----- Raw records
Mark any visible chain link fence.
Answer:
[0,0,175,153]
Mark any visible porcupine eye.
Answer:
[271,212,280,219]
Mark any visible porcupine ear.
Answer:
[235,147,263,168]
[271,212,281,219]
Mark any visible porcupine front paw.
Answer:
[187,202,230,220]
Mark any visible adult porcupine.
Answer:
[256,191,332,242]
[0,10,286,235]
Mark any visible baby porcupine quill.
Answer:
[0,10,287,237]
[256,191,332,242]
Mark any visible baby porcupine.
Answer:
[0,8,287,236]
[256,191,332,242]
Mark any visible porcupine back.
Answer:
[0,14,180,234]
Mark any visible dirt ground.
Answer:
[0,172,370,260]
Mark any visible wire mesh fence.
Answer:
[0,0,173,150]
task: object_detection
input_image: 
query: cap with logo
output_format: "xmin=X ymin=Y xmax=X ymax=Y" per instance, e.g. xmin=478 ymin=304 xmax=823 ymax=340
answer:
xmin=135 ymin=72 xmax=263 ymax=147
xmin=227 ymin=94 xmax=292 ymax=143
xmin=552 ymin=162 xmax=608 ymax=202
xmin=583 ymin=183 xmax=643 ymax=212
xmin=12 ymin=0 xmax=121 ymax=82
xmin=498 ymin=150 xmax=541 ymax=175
----------
**Set exercise:** Please rewrite all of the data above, putting "Outline each visible" wherever "Mark any visible" appears and leaving everything else unchanged.

**Final result:**
Outline each visible chain link fence.
Answer:
[0,0,175,153]
Outline each visible porcupine eye.
Answer:
[271,212,280,219]
Outline each visible porcupine ear.
Answer:
[235,147,263,168]
[271,212,281,219]
Outline each visible porcupine front paw.
Answer:
[187,202,230,220]
Outline each visible adult porcupine.
Answer:
[256,191,332,242]
[0,10,286,235]
Outline each visible baby porcupine quill.
Answer:
[0,10,287,237]
[256,191,332,242]
Outline each visible baby porcupine.
Answer:
[0,8,287,236]
[256,191,332,242]
Outline each visible porcupine back.
Answer:
[0,14,180,234]
Outline each visible dirt ground.
Answer:
[0,172,370,260]
Outline each visible wire mesh fence.
Answer:
[0,0,173,150]
task: object_detection
input_image: 
query: cap with logo
output_format: "xmin=X ymin=Y xmax=X ymax=Y" per instance, e.g. xmin=478 ymin=304 xmax=823 ymax=340
answer:
xmin=135 ymin=72 xmax=263 ymax=147
xmin=227 ymin=94 xmax=292 ymax=143
xmin=552 ymin=162 xmax=608 ymax=202
xmin=583 ymin=183 xmax=643 ymax=212
xmin=12 ymin=0 xmax=121 ymax=82
xmin=498 ymin=150 xmax=541 ymax=175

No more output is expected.